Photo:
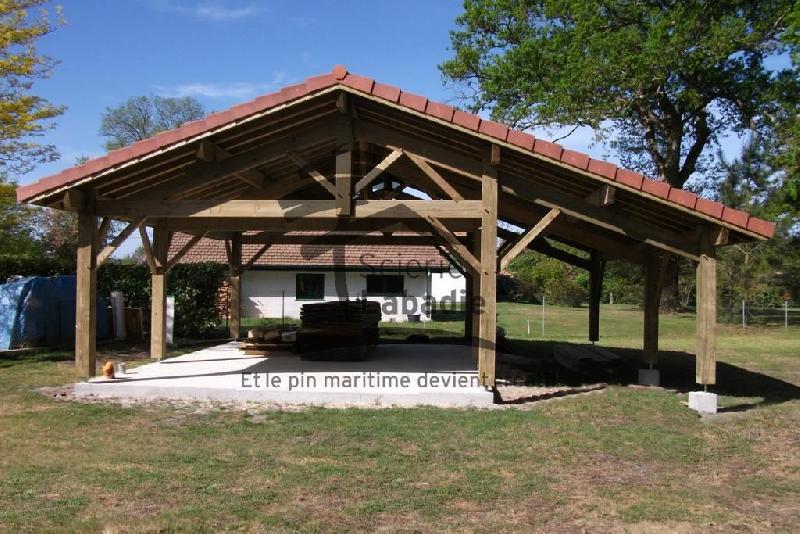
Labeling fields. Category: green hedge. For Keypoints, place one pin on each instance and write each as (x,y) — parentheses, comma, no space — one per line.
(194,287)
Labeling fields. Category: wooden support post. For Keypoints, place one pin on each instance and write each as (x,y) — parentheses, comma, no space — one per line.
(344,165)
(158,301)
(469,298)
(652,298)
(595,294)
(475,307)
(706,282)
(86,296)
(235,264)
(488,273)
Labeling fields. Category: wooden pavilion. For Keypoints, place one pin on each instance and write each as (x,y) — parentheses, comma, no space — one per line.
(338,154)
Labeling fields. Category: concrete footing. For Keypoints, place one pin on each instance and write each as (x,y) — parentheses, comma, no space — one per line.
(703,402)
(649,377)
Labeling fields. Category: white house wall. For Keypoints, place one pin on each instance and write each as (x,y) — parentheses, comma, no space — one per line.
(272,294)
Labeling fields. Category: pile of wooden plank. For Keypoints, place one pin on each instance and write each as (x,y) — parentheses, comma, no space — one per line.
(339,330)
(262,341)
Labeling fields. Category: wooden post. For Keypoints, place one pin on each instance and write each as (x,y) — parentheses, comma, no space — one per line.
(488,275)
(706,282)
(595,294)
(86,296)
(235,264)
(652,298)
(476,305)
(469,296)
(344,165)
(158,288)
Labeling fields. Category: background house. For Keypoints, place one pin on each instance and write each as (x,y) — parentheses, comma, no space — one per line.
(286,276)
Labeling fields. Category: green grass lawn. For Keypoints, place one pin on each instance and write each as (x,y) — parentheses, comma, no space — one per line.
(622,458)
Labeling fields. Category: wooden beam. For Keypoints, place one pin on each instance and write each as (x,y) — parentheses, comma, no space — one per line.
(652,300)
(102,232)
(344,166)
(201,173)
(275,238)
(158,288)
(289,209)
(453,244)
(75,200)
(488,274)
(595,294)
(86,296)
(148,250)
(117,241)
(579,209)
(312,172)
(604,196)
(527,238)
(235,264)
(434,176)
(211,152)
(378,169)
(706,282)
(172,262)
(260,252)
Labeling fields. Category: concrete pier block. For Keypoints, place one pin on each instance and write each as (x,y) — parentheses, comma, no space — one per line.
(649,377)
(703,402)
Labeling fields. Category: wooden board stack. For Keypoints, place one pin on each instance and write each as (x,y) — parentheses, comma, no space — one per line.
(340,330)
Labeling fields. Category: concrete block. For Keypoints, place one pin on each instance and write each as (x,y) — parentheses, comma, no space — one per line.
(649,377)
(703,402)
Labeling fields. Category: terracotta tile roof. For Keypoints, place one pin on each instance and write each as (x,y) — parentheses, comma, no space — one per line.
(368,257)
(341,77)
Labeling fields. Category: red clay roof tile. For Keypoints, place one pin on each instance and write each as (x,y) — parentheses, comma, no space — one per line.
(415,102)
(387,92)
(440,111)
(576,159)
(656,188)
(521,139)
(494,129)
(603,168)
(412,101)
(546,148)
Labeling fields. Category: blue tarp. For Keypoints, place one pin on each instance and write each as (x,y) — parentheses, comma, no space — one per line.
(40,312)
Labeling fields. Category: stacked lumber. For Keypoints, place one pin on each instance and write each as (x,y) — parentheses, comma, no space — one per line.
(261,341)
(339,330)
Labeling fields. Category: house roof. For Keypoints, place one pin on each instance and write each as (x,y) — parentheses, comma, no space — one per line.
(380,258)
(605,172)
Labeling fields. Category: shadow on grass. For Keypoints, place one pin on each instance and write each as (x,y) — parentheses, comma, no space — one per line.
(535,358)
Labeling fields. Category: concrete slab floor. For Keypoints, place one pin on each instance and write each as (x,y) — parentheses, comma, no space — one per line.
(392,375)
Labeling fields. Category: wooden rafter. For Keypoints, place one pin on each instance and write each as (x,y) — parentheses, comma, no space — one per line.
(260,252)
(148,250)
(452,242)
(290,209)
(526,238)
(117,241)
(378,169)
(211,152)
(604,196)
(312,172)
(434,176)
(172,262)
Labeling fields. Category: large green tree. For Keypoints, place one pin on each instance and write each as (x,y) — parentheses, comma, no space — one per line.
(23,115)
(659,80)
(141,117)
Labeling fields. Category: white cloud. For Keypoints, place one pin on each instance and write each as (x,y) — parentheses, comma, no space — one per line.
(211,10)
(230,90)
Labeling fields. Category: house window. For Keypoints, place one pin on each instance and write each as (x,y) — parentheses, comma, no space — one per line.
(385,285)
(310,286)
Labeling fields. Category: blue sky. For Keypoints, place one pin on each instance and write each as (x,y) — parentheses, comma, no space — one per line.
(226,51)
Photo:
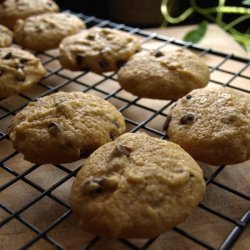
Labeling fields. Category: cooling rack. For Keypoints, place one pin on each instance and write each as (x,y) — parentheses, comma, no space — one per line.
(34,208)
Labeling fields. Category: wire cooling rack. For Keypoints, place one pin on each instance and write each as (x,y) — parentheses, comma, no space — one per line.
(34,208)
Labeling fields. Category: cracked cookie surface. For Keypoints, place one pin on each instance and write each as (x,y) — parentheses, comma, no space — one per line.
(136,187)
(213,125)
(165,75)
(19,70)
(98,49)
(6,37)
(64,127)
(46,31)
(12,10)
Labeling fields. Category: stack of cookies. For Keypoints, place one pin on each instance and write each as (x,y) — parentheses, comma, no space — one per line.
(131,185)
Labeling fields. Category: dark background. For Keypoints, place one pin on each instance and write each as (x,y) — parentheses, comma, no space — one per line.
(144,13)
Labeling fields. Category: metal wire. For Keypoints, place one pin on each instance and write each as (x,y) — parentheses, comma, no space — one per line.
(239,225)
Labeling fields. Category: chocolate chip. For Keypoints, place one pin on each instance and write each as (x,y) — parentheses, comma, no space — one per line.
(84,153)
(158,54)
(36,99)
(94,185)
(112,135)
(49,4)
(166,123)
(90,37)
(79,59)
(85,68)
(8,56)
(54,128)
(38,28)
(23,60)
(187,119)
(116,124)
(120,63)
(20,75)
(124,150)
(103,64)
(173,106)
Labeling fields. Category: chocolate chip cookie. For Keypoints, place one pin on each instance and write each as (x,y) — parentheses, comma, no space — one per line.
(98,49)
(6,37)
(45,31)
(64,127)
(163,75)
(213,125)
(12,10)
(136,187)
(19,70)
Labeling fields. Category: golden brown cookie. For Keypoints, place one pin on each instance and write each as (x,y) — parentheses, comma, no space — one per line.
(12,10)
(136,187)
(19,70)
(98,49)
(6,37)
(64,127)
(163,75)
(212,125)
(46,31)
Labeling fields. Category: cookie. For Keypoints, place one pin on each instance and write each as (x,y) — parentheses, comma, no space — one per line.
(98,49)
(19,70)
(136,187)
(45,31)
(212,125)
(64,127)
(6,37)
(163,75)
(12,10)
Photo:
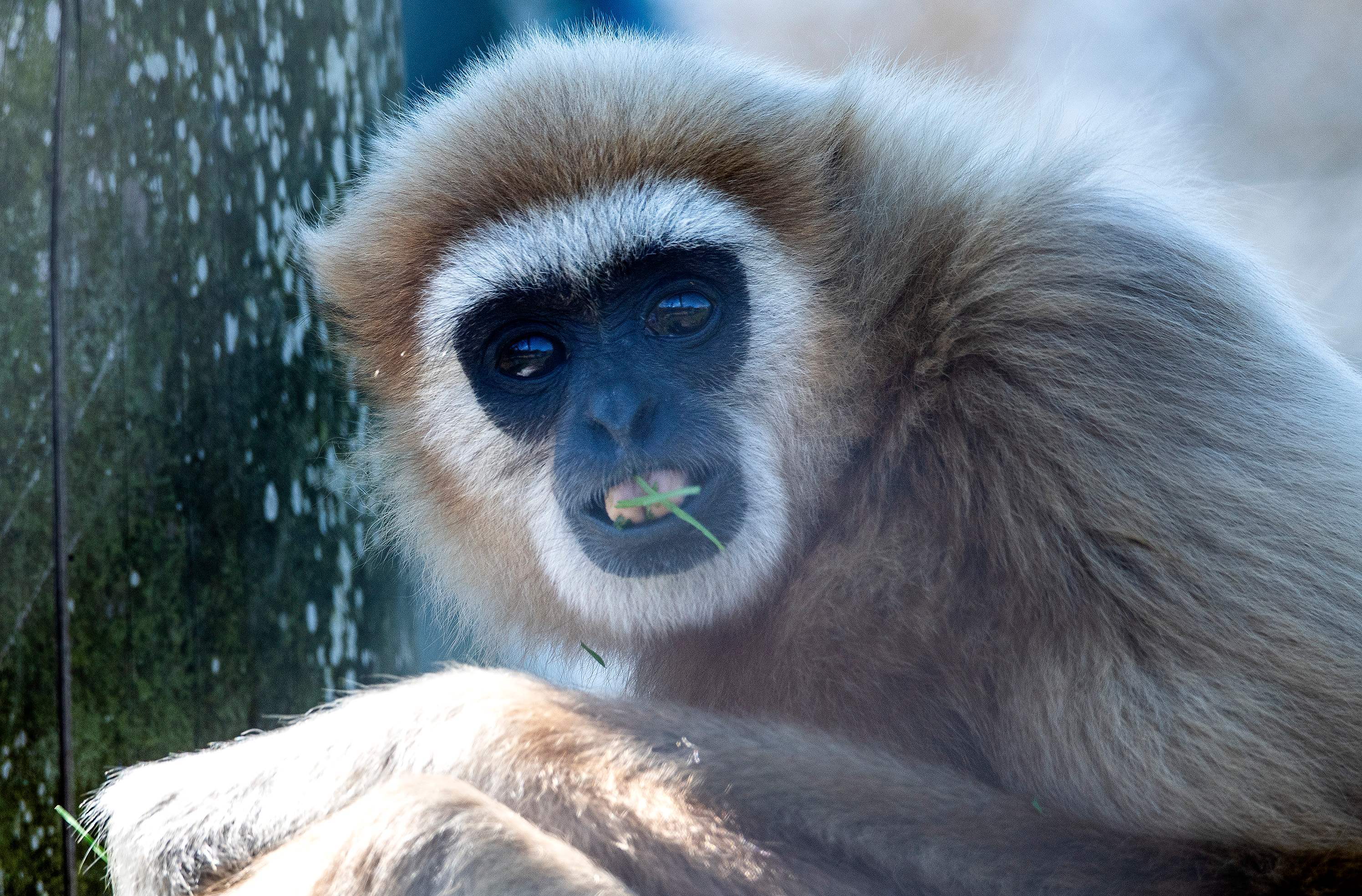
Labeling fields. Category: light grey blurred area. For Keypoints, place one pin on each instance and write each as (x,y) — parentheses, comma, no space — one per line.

_ _ _

:: Set exercise ::
Except for the pictures, reproduce every line exactly.

:: Full solution ::
Photo:
Labeling fields. Category: green hedge. For Keypoints, place one pin on each instance and write each as (x,y) — parentheses, comma, no space — one per line.
(194,287)
Labeling fields. Category: wooden support post. For Keypoints, place one pin on each instance and write each as (x,y) — parentheses, comma, no space — one per line.
(344,165)
(158,301)
(469,298)
(652,298)
(595,294)
(475,307)
(706,282)
(86,296)
(235,264)
(488,273)
Labeling fields. Category: wooden pavilion. For Keypoints, place one pin on each instance and write each as (x,y) — parentheses, comma, no space — one per line.
(338,154)
Labeling fields. Category: concrete footing. For Keypoints, place one pin on each instance and write each as (x,y) — parentheses, comma, no space — one per line.
(703,402)
(649,377)
Labeling fields. Category: white house wall. For Keypoints, place one pin on each instance and write each as (x,y) — parentheses, comma, no space — one per line.
(272,294)
Labeling fields. Category: pile of wooden plank. For Keypoints, place one pin on each instance and write each as (x,y) — parentheses, comma, no space — one per line.
(339,330)
(262,341)
Labeling fields. Category: wooden post. For Keypoints, place one pin on each instance and write each as (x,y) — parentheses, comma, no space — one per line.
(488,275)
(706,282)
(595,294)
(86,296)
(235,264)
(652,298)
(476,305)
(469,296)
(344,165)
(158,288)
Labeling fields. Category: background house. For Keypoints, place one pin on each instance and write each as (x,y) — parentheses, comma, no space — one per line.
(286,276)
Labeling fields. Category: green grass lawn. For Keypoints, place one pin on each instance and write each as (x,y) — parentheses, comma, no space — one per line.
(622,458)
Labeling fields. Category: wooden beam. For Keypoints, place one pin on each instance and write each as (x,y) — parentheses, comma, no space — one per line.
(652,300)
(102,232)
(344,166)
(201,173)
(275,238)
(158,288)
(289,209)
(453,244)
(75,200)
(488,274)
(595,294)
(86,296)
(148,250)
(117,241)
(579,209)
(312,172)
(604,196)
(527,238)
(235,264)
(434,176)
(211,152)
(378,169)
(706,282)
(172,262)
(260,252)
Labeling fields. Category: concrete pier block. For Keypoints, place one pin on each instance and write each as (x,y) — parentheses, comma, no space — one per line.
(649,377)
(703,402)
Labeling fields. Category: wooden board stack. For Keypoints, place one pin on each instance and write each as (x,y) — parentheses, comma, no space — one per line.
(340,330)
Labeling fields. Category: concrete block. For Keypoints, place one pin on each instance and write each as (x,y) — parentheses, comma, no space — one per line.
(649,377)
(703,402)
Labeling fields. Category: terracotta tile roof. For Keypoints, place one pin on each instance and write each as (x,y) — parentheses, comma, no space — one per line.
(368,257)
(341,77)
Labeling fields. Category: red clay roof tile. For Keypoints, place one pin on each instance and write each as (x,y) — parentheses, comma, no space — one per line.
(415,102)
(387,92)
(440,111)
(576,159)
(656,188)
(521,139)
(494,129)
(603,168)
(412,101)
(546,148)
Labeling fields. Category: blue tarp. For Keypoints, place one pin on each instance and write each as (x,y) — parentheses, comma, no space — one per line.
(40,312)
Labeling fields. Category: stacked lumber. For Keypoints, place one pin on each instance and write each as (x,y) — parentheses, comma, no space — one per line.
(261,341)
(339,330)
Labeling fields. Category: house roof. For Keypoints, place one pin on each instance and write each as (x,y) — parentheses, comma, no space — one per line.
(380,258)
(605,172)
Labeling fields. Category: shadow on grass. For Keypoints, place one pin on each instance and write each as (x,y) — parentheses, comma, no space — one per line.
(535,358)
Labeling fields. Category: concrete slab floor. For Keypoints, place one pin on each instance and write each as (x,y) — parentheses, comma, no space — one per line.
(392,375)
Labeling fields. Category: wooden rafter. For Keypoints, place one pin on each instance and write each as (x,y) — parentheses, comma, no space — one per line.
(260,252)
(148,250)
(452,242)
(290,209)
(526,238)
(117,241)
(378,169)
(211,152)
(604,196)
(312,172)
(434,176)
(172,262)
Labeling fields. Category: large green tree. For Keypoints, place one pin on each instance and write each as (x,y) — parentheses, comma, no space — one per line.
(23,115)
(659,80)
(141,117)
Labeling fields. Category: white cloud. For Keypoints, place one pin on each instance and write each as (x,y) — parentheses, comma, no space — one per line.
(211,10)
(230,90)
Labeling fields. Category: house window. For Keypoints, place one pin on each instance and write each as (x,y) — parentheses, comma, no space — one per line.
(385,285)
(310,286)
Labeling fields. Category: blue sky. For Keypoints, place one pin on each instance and write each as (x,y) — parentheses, comma, no space — one per line.
(226,51)
Photo:
Labeling fields. Category: cooling rack. For Keypoints, place one pin on each instance and write each as (x,y) — parentheses, comma, no space — one per line.
(34,208)
Labeling fields. Category: wire cooling rack. For Keypoints, place one pin on each instance and write each as (x,y) — parentheses, comma, no space — one per line.
(34,208)
Labeling fields. Category: cracked cookie surface. For Keypoints, place one pin on each instance and write each as (x,y) — parentheses, comma, no space — one per line.
(136,187)
(213,125)
(165,75)
(19,70)
(98,49)
(6,37)
(64,127)
(46,31)
(12,10)
Labeling fields. Category: stack of cookies. For Keypoints, place one pin on each instance and write each as (x,y) — parentheses, comma, no space — one per line.
(131,185)
Labeling fields. Category: dark background. For Keypoints, place one pin on each instance and write each as (x,y) — parentheses, comma, no space — one per line.
(144,13)
Labeling fields. Category: metal wire. For Keypoints, place one pin on each instance and write each as (x,y) — parentheses, comma, no space — one per line.
(239,225)
Labeling fields. Category: chocolate chip. For Keypoints, place one pin on each instance and write each as (x,y) — parentheses, comma, no space — one per line.
(84,153)
(158,54)
(36,99)
(94,185)
(112,135)
(49,4)
(166,123)
(90,37)
(79,59)
(85,68)
(8,56)
(54,128)
(38,28)
(23,60)
(187,119)
(116,124)
(120,63)
(20,75)
(124,150)
(103,64)
(173,106)
Labeling fields. Category: chocolate chip cookie. For Keypoints, place one pin on each instance and write each as (x,y) — parentheses, comma, no space — one per line.
(98,49)
(6,37)
(45,31)
(64,127)
(163,75)
(213,125)
(12,10)
(136,187)
(19,70)
Labeling fields. Category: golden brown cookie. For Keypoints, place one pin on each instance and write each as (x,y) — parentheses, comma, no space — one per line.
(12,10)
(136,187)
(19,70)
(98,49)
(6,37)
(64,127)
(163,75)
(212,125)
(46,31)
Labeling fields. Category: cookie. For Keypoints, place one pin on each instance and write each as (x,y) — parentheses, comma, no space — one per line.
(98,49)
(19,70)
(136,187)
(45,31)
(212,125)
(64,127)
(6,37)
(163,75)
(12,10)
Photo:
Labeling fields. Category: light grey blurred area. For Keypoints, place one pin on each instance and write each as (x,y) — parentheses, comma, no space — one per line.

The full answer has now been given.